● Activity
The listing that follows should be copied in full, exactly as written.

● Supplied records
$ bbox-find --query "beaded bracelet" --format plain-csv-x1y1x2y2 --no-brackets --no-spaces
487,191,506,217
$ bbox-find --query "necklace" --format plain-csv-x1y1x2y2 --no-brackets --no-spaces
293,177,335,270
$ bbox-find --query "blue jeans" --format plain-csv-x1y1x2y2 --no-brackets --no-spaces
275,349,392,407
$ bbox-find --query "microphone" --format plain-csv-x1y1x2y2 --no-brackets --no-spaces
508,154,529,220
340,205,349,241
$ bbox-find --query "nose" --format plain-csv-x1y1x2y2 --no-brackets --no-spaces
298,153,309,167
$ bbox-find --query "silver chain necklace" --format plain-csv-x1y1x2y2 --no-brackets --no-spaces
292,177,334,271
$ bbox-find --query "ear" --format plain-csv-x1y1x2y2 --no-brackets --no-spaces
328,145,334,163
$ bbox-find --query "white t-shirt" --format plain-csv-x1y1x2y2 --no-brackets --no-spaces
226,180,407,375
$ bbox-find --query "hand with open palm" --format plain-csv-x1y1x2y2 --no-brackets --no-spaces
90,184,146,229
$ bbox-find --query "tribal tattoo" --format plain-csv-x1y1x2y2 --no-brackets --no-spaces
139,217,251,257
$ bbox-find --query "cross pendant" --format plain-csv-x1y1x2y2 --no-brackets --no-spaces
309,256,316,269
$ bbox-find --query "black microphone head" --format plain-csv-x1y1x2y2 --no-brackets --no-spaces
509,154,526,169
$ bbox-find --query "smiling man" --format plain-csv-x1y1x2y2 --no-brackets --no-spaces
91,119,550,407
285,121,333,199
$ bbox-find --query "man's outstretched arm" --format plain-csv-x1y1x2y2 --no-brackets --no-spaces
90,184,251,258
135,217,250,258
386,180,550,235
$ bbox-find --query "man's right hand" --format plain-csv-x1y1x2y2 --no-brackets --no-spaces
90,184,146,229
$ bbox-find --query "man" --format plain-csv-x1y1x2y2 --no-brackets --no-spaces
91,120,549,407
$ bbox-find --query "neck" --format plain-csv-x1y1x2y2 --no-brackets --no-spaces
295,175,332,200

● Your response
$ bbox-find --query "beaded bracelet" --format plain-csv-x1y1x2y2 --no-brackets --no-spaces
487,191,506,217
$ bbox-find --query "necklace" --format plain-csv-x1y1x2y2 --no-brackets --no-spaces
293,177,335,270
$ bbox-find --query "blue jeans" --format plain-csv-x1y1x2y2 --no-brackets --no-spaces
275,349,392,407
$ bbox-find --query "microphone" --format plain-csv-x1y1x2y2 --no-brackets --no-spaces
508,154,529,220
340,205,349,241
$ bbox-find --query "nose" --format plain-csv-x1y1x2y2 --no-brackets --no-spaces
298,153,309,167
$ bbox-find --query "silver chain necklace" --format plain-csv-x1y1x2y2 --no-brackets --no-spaces
292,177,334,271
$ bbox-find --query "ear" --format plain-csv-x1y1x2y2 --no-brackets --no-spaces
328,145,334,163
$ bbox-find --query "white t-shirt" --format plain-csv-x1y1x2y2 --no-brackets --no-spaces
226,180,407,375
$ bbox-find --query "hand with open palm" --format plain-csv-x1y1x2y2 --no-brackets --no-spaces
90,184,146,229
$ bbox-find --query "tribal tattoo" --format plain-csv-x1y1x2y2 --no-brackets --no-spaces
139,217,251,257
$ bbox-find --query "cross pendant" --format plain-csv-x1y1x2y2 --no-brackets --no-spaces
309,256,316,269
$ bbox-find --query "black microphone head" --format plain-csv-x1y1x2y2 --no-brackets --no-spaces
509,154,526,169
$ bbox-find --query "smiling man" --format plain-csv-x1y1x2y2 --no-brackets --no-spaces
91,119,550,407
285,121,333,199
$ bbox-find --query "man's outstretched arm" --format plain-csv-x1y1x2y2 --no-brackets --no-spaces
90,184,251,258
135,217,250,258
386,180,550,235
$ bbox-find --query "man's right hand" --format plain-csv-x1y1x2y2 --no-brackets --no-spaces
90,184,146,229
$ bbox-find --query "man" --format plain-csv-x1y1x2y2 --no-brackets --no-spaces
91,120,549,407
$ bbox-find --query "neck" --format plain-csv-x1y1x2y2 --no-brackets --no-spaces
295,175,332,200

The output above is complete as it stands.